■ **Rows of box annotation data**:
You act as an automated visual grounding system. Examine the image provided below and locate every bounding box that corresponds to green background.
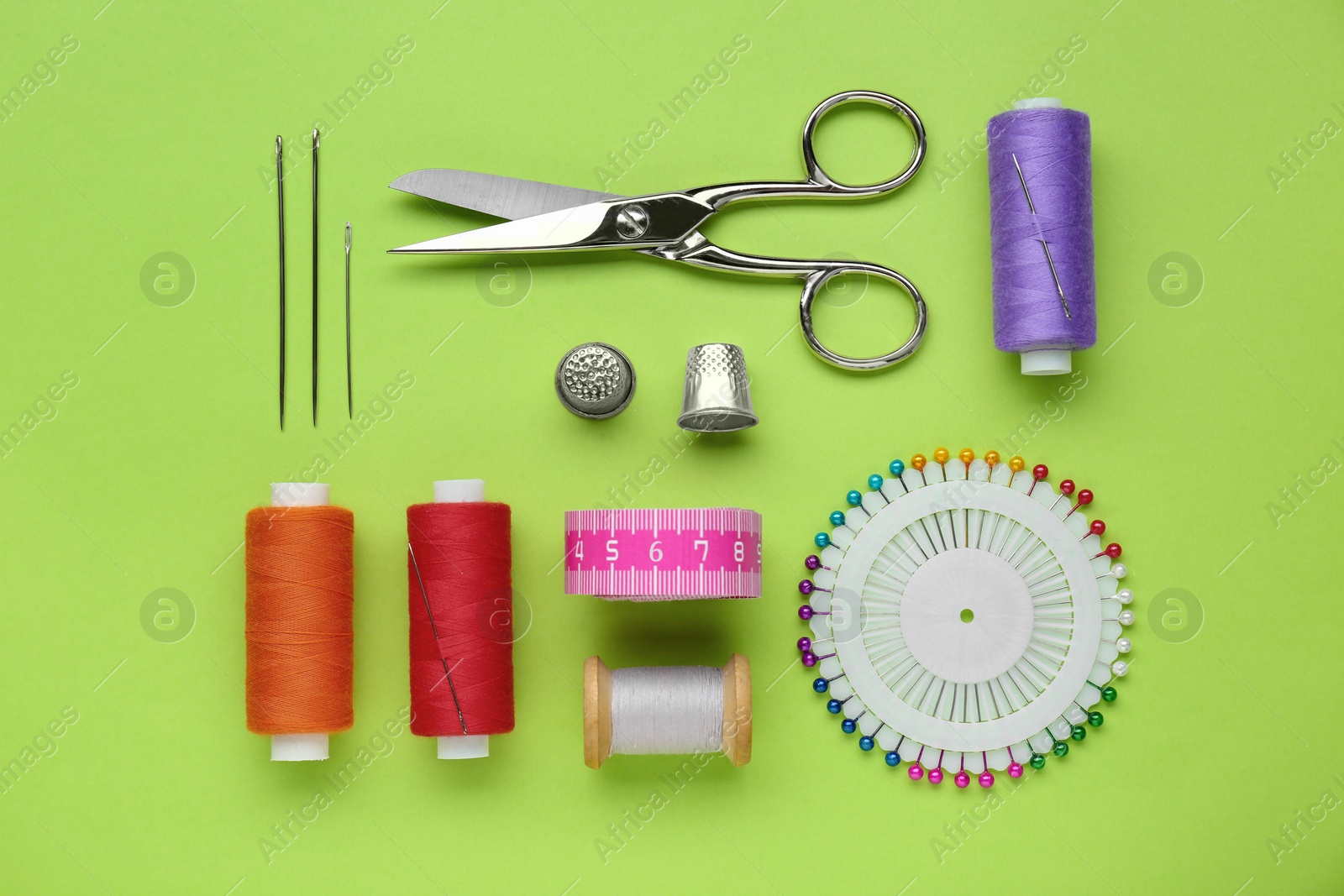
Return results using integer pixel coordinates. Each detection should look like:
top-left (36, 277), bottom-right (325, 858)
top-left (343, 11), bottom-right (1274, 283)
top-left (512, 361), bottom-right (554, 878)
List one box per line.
top-left (0, 0), bottom-right (1344, 896)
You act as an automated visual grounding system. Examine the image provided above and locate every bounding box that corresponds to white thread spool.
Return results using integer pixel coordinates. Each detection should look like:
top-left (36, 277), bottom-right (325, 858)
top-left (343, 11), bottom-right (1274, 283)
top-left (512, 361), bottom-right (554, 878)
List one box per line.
top-left (434, 479), bottom-right (491, 759)
top-left (270, 482), bottom-right (332, 762)
top-left (583, 652), bottom-right (751, 768)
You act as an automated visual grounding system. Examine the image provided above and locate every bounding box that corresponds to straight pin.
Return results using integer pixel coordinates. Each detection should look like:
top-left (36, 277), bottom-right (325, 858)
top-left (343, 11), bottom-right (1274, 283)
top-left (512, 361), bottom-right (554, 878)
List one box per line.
top-left (345, 222), bottom-right (354, 419)
top-left (313, 128), bottom-right (318, 426)
top-left (406, 542), bottom-right (466, 735)
top-left (1012, 153), bottom-right (1074, 320)
top-left (276, 136), bottom-right (285, 432)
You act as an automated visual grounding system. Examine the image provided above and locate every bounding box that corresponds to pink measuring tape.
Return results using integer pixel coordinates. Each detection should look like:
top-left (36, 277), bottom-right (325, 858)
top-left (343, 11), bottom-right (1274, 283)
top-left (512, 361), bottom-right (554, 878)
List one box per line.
top-left (564, 508), bottom-right (761, 600)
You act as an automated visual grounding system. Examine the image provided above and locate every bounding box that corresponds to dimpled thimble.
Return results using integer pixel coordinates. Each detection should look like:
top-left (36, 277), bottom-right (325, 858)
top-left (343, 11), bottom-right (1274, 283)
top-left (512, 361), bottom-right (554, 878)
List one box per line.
top-left (676, 343), bottom-right (757, 432)
top-left (555, 343), bottom-right (634, 421)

■ **Work to do**: Rewrite the material from its first line through the line containing "top-left (583, 652), bottom-right (751, 768)", including both, and keep the requests and their sample coordinates unchanged. Scale every box coordinate in the answers by 1.3, round each to a whole number with halves going up, and leave the picture out.

■ **Task solution**:
You act as an automated visual grounding system. Examine the image provided below and locate every bounding box that corresponds to green background.
Return results using integer pixel coordinates. Each detection should look like:
top-left (36, 277), bottom-right (325, 858)
top-left (343, 11), bottom-right (1274, 283)
top-left (512, 361), bottom-right (554, 878)
List one box per line.
top-left (0, 0), bottom-right (1747, 1165)
You act as an automated visual grounding system. Examine the image provided above and locate every bounding box that corresponds to white thread spool.
Return results using integer pixel coordinates. Each detection should look like:
top-left (36, 277), bottom-right (325, 858)
top-left (343, 11), bottom-right (1274, 283)
top-left (512, 361), bottom-right (554, 878)
List one box per line.
top-left (564, 623), bottom-right (638, 987)
top-left (351, 627), bottom-right (432, 991)
top-left (758, 848), bottom-right (976, 998)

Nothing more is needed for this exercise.